▶ **Passage provided**
"""

# laptop...netbook?



## Tech Dawg (Dec 13, 2010)

My laptop is officially taking a crap :sad: so its about time for a new one. I use the Tmobile Rocket usb webstick for my internet service. I don't know too much about the notebooks but wondering if they can be used with the websticks? I am considering something like a notebook to use for sales appointments to cut down on the catalogs, access paypal, my website etc... Pretty much only business use across the board (no CT) :laughing:
I don't know a lot about computers so take it easy on me and attach pictures with recomendations, if possible


----------



## jb4211 (Jul 13, 2010)

Have you considered the IPad?


----------



## BamBamm5144 (Jul 12, 2008)

Are you talking about a net book?


----------



## Tech Dawg (Dec 13, 2010)

BamBamm5144 said:


> Are you talking about a net book?


That's what I meant...


----------



## BrandConst (May 9, 2011)

I use an IPad for exactly what your talking about. I actually have customers sign a contract right then and there if it's a job I can figure in the truck right then and there, like a roof or a small bathroom.


----------



## BamBamm5144 (Jul 12, 2008)

"""

Region labeling entries
"""

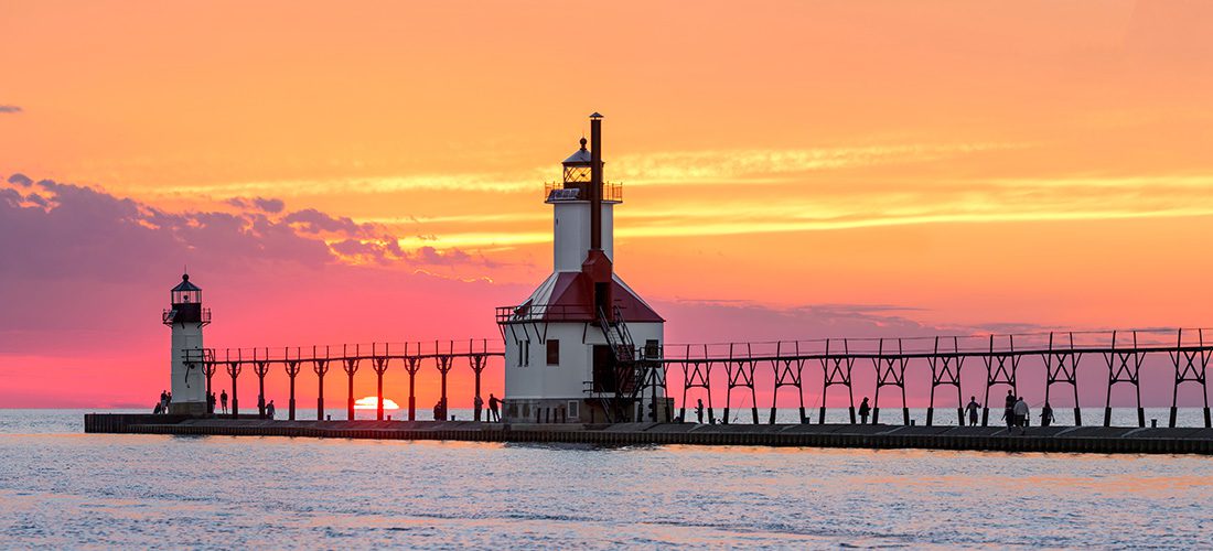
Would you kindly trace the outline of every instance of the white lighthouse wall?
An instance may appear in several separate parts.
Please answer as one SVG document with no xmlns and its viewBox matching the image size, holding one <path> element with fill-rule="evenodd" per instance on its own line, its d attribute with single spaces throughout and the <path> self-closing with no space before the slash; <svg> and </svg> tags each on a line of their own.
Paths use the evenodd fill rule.
<svg viewBox="0 0 1213 551">
<path fill-rule="evenodd" d="M 186 351 L 192 350 L 190 358 L 193 367 L 186 362 Z M 172 391 L 172 413 L 201 414 L 206 413 L 206 375 L 203 374 L 201 358 L 203 350 L 203 325 L 201 323 L 173 323 L 172 325 L 172 379 L 170 390 Z"/>
<path fill-rule="evenodd" d="M 593 380 L 593 348 L 608 344 L 606 338 L 600 328 L 592 325 L 551 322 L 547 323 L 546 340 L 540 341 L 545 335 L 543 326 L 529 323 L 523 331 L 522 325 L 514 325 L 506 329 L 505 415 L 507 420 L 525 423 L 534 421 L 536 415 L 548 419 L 551 409 L 563 413 L 553 413 L 553 420 L 588 421 L 582 402 L 590 397 L 587 390 Z M 627 328 L 637 348 L 643 348 L 648 340 L 656 340 L 659 345 L 664 343 L 662 323 L 628 323 Z M 560 357 L 558 365 L 549 366 L 547 340 L 553 339 L 560 343 Z M 665 396 L 664 389 L 657 390 L 657 396 Z M 579 406 L 570 407 L 569 402 L 577 402 Z M 579 413 L 581 415 L 576 415 Z"/>
<path fill-rule="evenodd" d="M 553 202 L 553 268 L 579 271 L 590 251 L 590 201 Z M 603 203 L 603 252 L 615 260 L 615 203 Z"/>
</svg>

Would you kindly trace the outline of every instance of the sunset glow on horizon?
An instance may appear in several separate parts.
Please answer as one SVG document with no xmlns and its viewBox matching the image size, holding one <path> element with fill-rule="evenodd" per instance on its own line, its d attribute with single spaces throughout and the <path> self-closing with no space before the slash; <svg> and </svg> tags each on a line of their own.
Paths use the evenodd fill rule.
<svg viewBox="0 0 1213 551">
<path fill-rule="evenodd" d="M 596 110 L 615 266 L 668 343 L 1209 327 L 1211 28 L 1196 1 L 5 2 L 0 403 L 150 409 L 187 265 L 207 346 L 500 344 Z"/>
</svg>

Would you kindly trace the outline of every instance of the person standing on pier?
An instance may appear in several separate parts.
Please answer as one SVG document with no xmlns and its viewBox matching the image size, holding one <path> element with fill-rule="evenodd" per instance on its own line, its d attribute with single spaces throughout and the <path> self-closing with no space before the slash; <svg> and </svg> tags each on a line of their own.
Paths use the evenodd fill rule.
<svg viewBox="0 0 1213 551">
<path fill-rule="evenodd" d="M 1015 417 L 1015 426 L 1019 427 L 1020 432 L 1027 426 L 1027 402 L 1020 396 L 1015 401 L 1014 411 L 1012 412 Z"/>
<path fill-rule="evenodd" d="M 1057 419 L 1053 417 L 1053 407 L 1049 402 L 1044 402 L 1044 407 L 1041 408 L 1041 426 L 1049 426 Z"/>
<path fill-rule="evenodd" d="M 489 392 L 489 419 L 501 423 L 501 401 L 492 392 Z"/>
</svg>

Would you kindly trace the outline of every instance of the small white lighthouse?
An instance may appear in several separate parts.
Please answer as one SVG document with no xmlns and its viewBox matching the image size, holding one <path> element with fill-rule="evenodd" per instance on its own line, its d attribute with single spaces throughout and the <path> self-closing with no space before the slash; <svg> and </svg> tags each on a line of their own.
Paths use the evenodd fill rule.
<svg viewBox="0 0 1213 551">
<path fill-rule="evenodd" d="M 206 414 L 206 378 L 203 374 L 203 326 L 211 322 L 211 310 L 203 308 L 203 289 L 189 282 L 189 274 L 170 292 L 172 308 L 164 311 L 164 325 L 172 328 L 172 366 L 169 413 Z"/>
<path fill-rule="evenodd" d="M 553 270 L 522 304 L 497 309 L 506 348 L 503 418 L 514 423 L 668 420 L 657 360 L 665 320 L 614 271 L 620 184 L 603 178 L 602 115 L 590 149 L 545 189 Z"/>
</svg>

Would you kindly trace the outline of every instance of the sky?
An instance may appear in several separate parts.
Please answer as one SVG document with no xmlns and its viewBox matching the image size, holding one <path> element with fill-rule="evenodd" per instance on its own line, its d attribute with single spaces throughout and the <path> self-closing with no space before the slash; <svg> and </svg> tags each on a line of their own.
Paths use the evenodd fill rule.
<svg viewBox="0 0 1213 551">
<path fill-rule="evenodd" d="M 593 111 L 616 270 L 670 343 L 1209 327 L 1209 28 L 1200 1 L 0 0 L 0 406 L 152 403 L 184 266 L 209 346 L 500 339 Z"/>
</svg>

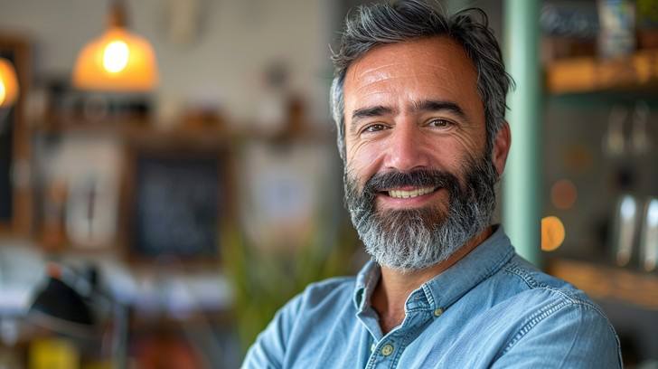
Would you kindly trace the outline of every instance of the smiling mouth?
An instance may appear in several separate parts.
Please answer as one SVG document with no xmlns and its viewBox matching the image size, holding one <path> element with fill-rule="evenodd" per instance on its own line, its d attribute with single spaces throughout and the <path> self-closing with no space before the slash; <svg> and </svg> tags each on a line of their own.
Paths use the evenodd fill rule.
<svg viewBox="0 0 658 369">
<path fill-rule="evenodd" d="M 387 194 L 396 199 L 410 199 L 413 197 L 422 196 L 423 194 L 431 194 L 437 191 L 438 187 L 418 187 L 412 190 L 388 190 L 382 191 L 381 194 Z"/>
</svg>

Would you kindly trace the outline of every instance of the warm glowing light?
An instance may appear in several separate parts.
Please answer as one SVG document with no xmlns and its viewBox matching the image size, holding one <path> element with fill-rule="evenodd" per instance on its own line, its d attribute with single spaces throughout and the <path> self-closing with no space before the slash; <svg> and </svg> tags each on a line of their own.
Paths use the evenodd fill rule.
<svg viewBox="0 0 658 369">
<path fill-rule="evenodd" d="M 550 202 L 557 209 L 570 209 L 577 198 L 576 185 L 569 179 L 560 179 L 550 187 Z"/>
<path fill-rule="evenodd" d="M 541 250 L 552 251 L 564 241 L 565 232 L 562 221 L 557 216 L 547 216 L 541 220 Z"/>
<path fill-rule="evenodd" d="M 0 58 L 0 108 L 14 105 L 18 99 L 16 71 L 9 61 Z"/>
<path fill-rule="evenodd" d="M 6 92 L 5 92 L 5 81 L 3 80 L 2 77 L 0 77 L 0 107 L 3 105 L 3 102 L 5 102 L 5 97 L 7 96 Z"/>
<path fill-rule="evenodd" d="M 156 84 L 151 44 L 123 27 L 110 27 L 82 48 L 73 69 L 73 85 L 81 90 L 148 91 Z"/>
<path fill-rule="evenodd" d="M 103 67 L 110 73 L 118 73 L 128 65 L 130 50 L 123 41 L 113 41 L 108 43 L 103 52 Z"/>
<path fill-rule="evenodd" d="M 646 209 L 646 225 L 658 226 L 658 200 L 656 199 L 653 199 Z"/>
</svg>

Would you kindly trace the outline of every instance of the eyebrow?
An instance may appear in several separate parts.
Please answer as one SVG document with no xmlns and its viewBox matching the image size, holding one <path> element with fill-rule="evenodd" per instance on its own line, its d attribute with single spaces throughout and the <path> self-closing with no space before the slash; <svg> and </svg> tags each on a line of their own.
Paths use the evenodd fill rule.
<svg viewBox="0 0 658 369">
<path fill-rule="evenodd" d="M 464 109 L 459 106 L 459 104 L 453 101 L 433 99 L 414 101 L 411 103 L 410 110 L 413 112 L 447 110 L 456 114 L 461 119 L 468 120 L 468 117 L 466 116 L 466 113 L 464 112 Z M 383 105 L 357 109 L 352 112 L 351 126 L 353 128 L 360 119 L 364 118 L 381 117 L 395 113 L 396 110 L 394 109 L 385 107 Z"/>
<path fill-rule="evenodd" d="M 352 120 L 357 120 L 362 118 L 381 117 L 383 115 L 393 114 L 394 112 L 395 111 L 392 109 L 384 107 L 382 105 L 378 105 L 376 107 L 362 108 L 357 109 L 356 110 L 352 112 Z"/>
<path fill-rule="evenodd" d="M 466 113 L 459 106 L 459 104 L 453 101 L 443 101 L 443 100 L 422 100 L 417 101 L 412 104 L 412 111 L 440 111 L 447 110 L 453 114 L 456 114 L 461 119 L 468 120 Z"/>
</svg>

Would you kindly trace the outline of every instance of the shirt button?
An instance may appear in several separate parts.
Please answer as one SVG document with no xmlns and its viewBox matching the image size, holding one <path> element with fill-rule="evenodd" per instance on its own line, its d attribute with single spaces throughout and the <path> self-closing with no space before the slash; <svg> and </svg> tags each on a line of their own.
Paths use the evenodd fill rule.
<svg viewBox="0 0 658 369">
<path fill-rule="evenodd" d="M 381 355 L 383 355 L 384 356 L 388 356 L 392 353 L 393 346 L 391 345 L 384 345 L 384 346 L 381 347 Z"/>
</svg>

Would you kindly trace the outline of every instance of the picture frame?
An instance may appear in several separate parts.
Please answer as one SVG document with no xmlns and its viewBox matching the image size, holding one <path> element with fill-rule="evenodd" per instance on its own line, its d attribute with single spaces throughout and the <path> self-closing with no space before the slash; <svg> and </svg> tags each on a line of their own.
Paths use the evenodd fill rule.
<svg viewBox="0 0 658 369">
<path fill-rule="evenodd" d="M 31 80 L 27 39 L 0 33 L 0 57 L 14 64 L 20 86 L 15 104 L 0 112 L 0 234 L 27 236 L 33 214 L 30 131 L 24 116 Z"/>
<path fill-rule="evenodd" d="M 127 144 L 124 256 L 132 263 L 218 263 L 233 213 L 230 150 L 171 137 L 146 141 Z"/>
</svg>

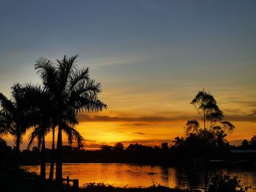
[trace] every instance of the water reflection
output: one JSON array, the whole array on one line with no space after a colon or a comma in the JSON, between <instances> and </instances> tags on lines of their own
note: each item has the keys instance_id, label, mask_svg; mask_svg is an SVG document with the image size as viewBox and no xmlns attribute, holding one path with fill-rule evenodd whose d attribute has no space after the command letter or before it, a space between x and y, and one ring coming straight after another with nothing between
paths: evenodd
<instances>
[{"instance_id":1,"label":"water reflection","mask_svg":"<svg viewBox=\"0 0 256 192\"><path fill-rule=\"evenodd\" d=\"M30 172L39 173L39 166L23 166ZM47 164L47 174L50 165ZM227 174L238 176L238 179L252 185L250 191L256 192L256 172L250 169L217 169L208 172L208 177ZM88 183L105 183L115 186L138 187L161 184L170 187L202 189L204 186L205 170L196 168L185 169L161 166L135 165L124 164L65 164L63 177L79 179L82 185Z\"/></svg>"}]
</instances>

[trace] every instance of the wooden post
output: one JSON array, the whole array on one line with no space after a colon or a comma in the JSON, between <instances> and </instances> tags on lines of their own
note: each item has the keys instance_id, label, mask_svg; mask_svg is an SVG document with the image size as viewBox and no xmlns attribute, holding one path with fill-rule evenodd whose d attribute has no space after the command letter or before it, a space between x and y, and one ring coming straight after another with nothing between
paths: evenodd
<instances>
[{"instance_id":1,"label":"wooden post","mask_svg":"<svg viewBox=\"0 0 256 192\"><path fill-rule=\"evenodd\" d=\"M69 177L67 177L67 185L69 186Z\"/></svg>"},{"instance_id":2,"label":"wooden post","mask_svg":"<svg viewBox=\"0 0 256 192\"><path fill-rule=\"evenodd\" d=\"M79 188L78 180L73 180L73 188L78 189Z\"/></svg>"}]
</instances>

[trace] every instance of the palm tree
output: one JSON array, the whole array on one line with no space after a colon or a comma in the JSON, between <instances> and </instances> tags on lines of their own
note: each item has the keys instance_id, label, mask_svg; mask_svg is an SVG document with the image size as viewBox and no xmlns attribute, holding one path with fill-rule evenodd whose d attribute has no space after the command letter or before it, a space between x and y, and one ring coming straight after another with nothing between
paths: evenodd
<instances>
[{"instance_id":1,"label":"palm tree","mask_svg":"<svg viewBox=\"0 0 256 192\"><path fill-rule=\"evenodd\" d=\"M12 87L12 99L8 99L0 93L0 120L1 129L15 137L16 148L16 168L18 169L20 145L22 136L31 126L32 112L29 101L25 98L22 86L17 83Z\"/></svg>"},{"instance_id":2,"label":"palm tree","mask_svg":"<svg viewBox=\"0 0 256 192\"><path fill-rule=\"evenodd\" d=\"M78 56L67 58L65 55L62 60L57 60L57 64L39 58L35 64L56 112L56 178L59 184L62 180L62 131L71 133L71 128L78 124L75 118L78 113L97 112L107 107L97 97L101 91L100 84L89 78L88 68L80 69L75 65ZM69 135L69 139L74 137L72 134Z\"/></svg>"},{"instance_id":3,"label":"palm tree","mask_svg":"<svg viewBox=\"0 0 256 192\"><path fill-rule=\"evenodd\" d=\"M23 90L26 99L29 101L30 107L34 112L34 120L31 123L34 126L34 130L29 136L28 148L37 138L38 147L41 147L40 177L42 183L44 183L45 180L45 136L56 125L54 109L50 102L50 96L40 86L27 84ZM75 124L78 123L75 118L69 117L69 119L70 122L73 122ZM70 145L73 139L78 141L78 146L83 145L83 137L73 128L64 127L64 131L67 134ZM53 143L54 143L54 140Z\"/></svg>"}]
</instances>

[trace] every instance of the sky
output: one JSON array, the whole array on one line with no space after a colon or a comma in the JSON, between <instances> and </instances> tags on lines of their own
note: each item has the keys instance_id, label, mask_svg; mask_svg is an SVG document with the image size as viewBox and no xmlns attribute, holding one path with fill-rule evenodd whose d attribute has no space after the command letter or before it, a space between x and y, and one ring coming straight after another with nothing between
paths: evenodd
<instances>
[{"instance_id":1,"label":"sky","mask_svg":"<svg viewBox=\"0 0 256 192\"><path fill-rule=\"evenodd\" d=\"M187 120L200 120L190 101L203 88L236 126L227 139L238 145L256 134L255 9L253 0L0 0L0 92L41 83L40 57L79 54L108 106L79 115L86 148L171 144Z\"/></svg>"}]
</instances>

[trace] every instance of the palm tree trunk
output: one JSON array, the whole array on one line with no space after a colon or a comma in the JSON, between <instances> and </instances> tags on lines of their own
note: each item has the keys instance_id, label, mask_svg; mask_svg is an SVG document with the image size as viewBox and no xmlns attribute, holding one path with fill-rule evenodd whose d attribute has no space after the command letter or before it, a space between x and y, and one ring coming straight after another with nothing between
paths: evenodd
<instances>
[{"instance_id":1,"label":"palm tree trunk","mask_svg":"<svg viewBox=\"0 0 256 192\"><path fill-rule=\"evenodd\" d=\"M62 135L61 127L59 125L56 151L56 183L62 185Z\"/></svg>"},{"instance_id":2,"label":"palm tree trunk","mask_svg":"<svg viewBox=\"0 0 256 192\"><path fill-rule=\"evenodd\" d=\"M45 134L42 136L42 149L41 149L41 167L40 167L40 179L42 184L45 181Z\"/></svg>"},{"instance_id":3,"label":"palm tree trunk","mask_svg":"<svg viewBox=\"0 0 256 192\"><path fill-rule=\"evenodd\" d=\"M53 142L51 145L50 166L50 174L49 174L49 180L50 181L53 180L53 172L54 172L54 154L55 154L54 131L55 131L55 128L53 128Z\"/></svg>"},{"instance_id":4,"label":"palm tree trunk","mask_svg":"<svg viewBox=\"0 0 256 192\"><path fill-rule=\"evenodd\" d=\"M19 131L16 135L16 169L20 169L20 136Z\"/></svg>"}]
</instances>

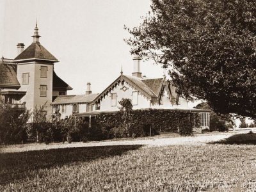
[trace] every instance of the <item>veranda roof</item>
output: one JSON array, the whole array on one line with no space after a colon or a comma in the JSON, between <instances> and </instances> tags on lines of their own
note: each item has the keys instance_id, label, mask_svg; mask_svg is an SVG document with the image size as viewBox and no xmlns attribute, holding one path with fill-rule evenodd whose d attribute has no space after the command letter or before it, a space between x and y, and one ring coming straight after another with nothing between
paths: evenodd
<instances>
[{"instance_id":1,"label":"veranda roof","mask_svg":"<svg viewBox=\"0 0 256 192\"><path fill-rule=\"evenodd\" d=\"M195 108L162 108L162 107L151 107L148 108L141 108L140 109L134 109L134 111L142 110L142 111L150 111L150 110L158 110L158 111L182 111L182 112L190 112L190 113L210 113L212 112L211 110L209 109L195 109ZM77 116L97 116L100 114L115 114L120 111L120 110L115 110L115 111L90 111L90 112L84 112L81 113L74 114Z\"/></svg>"}]
</instances>

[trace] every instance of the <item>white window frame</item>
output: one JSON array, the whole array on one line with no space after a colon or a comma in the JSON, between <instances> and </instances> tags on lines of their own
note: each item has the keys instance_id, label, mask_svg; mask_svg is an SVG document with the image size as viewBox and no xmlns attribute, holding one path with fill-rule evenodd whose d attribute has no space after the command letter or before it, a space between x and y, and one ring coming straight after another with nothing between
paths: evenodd
<instances>
[{"instance_id":1,"label":"white window frame","mask_svg":"<svg viewBox=\"0 0 256 192\"><path fill-rule=\"evenodd\" d=\"M67 106L61 105L61 113L67 113Z\"/></svg>"},{"instance_id":2,"label":"white window frame","mask_svg":"<svg viewBox=\"0 0 256 192\"><path fill-rule=\"evenodd\" d=\"M43 92L44 90L43 90L42 88L45 88L45 94L44 94L44 92ZM47 86L45 84L40 84L40 97L47 97Z\"/></svg>"},{"instance_id":3,"label":"white window frame","mask_svg":"<svg viewBox=\"0 0 256 192\"><path fill-rule=\"evenodd\" d=\"M43 70L43 68L44 68ZM47 77L48 67L47 66L40 66L40 77L47 78Z\"/></svg>"},{"instance_id":4,"label":"white window frame","mask_svg":"<svg viewBox=\"0 0 256 192\"><path fill-rule=\"evenodd\" d=\"M27 82L24 82L26 79L24 78L25 76L28 75L28 81ZM23 73L22 74L22 84L29 84L29 73Z\"/></svg>"},{"instance_id":5,"label":"white window frame","mask_svg":"<svg viewBox=\"0 0 256 192\"><path fill-rule=\"evenodd\" d=\"M113 99L113 98L114 98L113 95L115 95L115 99ZM116 97L117 97L116 93L111 93L110 94L110 97L111 97L111 107L116 106Z\"/></svg>"},{"instance_id":6,"label":"white window frame","mask_svg":"<svg viewBox=\"0 0 256 192\"><path fill-rule=\"evenodd\" d=\"M136 100L134 100L134 98L136 98ZM138 106L138 104L139 104L139 92L132 92L132 106Z\"/></svg>"},{"instance_id":7,"label":"white window frame","mask_svg":"<svg viewBox=\"0 0 256 192\"><path fill-rule=\"evenodd\" d=\"M79 113L79 106L78 103L74 104L72 106L72 113Z\"/></svg>"}]
</instances>

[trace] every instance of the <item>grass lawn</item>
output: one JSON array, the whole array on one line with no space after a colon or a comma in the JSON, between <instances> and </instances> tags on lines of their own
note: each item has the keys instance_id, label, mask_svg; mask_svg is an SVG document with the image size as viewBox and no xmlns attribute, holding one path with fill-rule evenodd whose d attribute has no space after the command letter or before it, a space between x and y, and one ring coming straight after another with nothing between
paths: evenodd
<instances>
[{"instance_id":1,"label":"grass lawn","mask_svg":"<svg viewBox=\"0 0 256 192\"><path fill-rule=\"evenodd\" d=\"M0 154L0 191L256 191L254 145L142 147Z\"/></svg>"}]
</instances>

"""

▶ **Brief 1**
State whether each statement agrees with the netbook thread above, answering yes or no and quoting the deciding words of the thread: (a) Tech Dawg gets internet service through a T-Mobile Rocket USB webstick. (b) BrandConst relies on a laptop for sales appointments. (c) Tech Dawg plans to use the new device mostly for personal purposes.
▶ **Brief 2**
In the netbook thread above, which kinds of jobs does BrandConst give as ones that can be figured in the truck on the spot?

▶ **Result 1**
(a) Yes: "I use the Tmobile Rocket usb webstick for my internet service."
(b) No: "I use an IPad for exactly what your talking about."
(c) No: "Pretty much only business use across the board"

▶ **Result 2**
A roof or a small bathroom.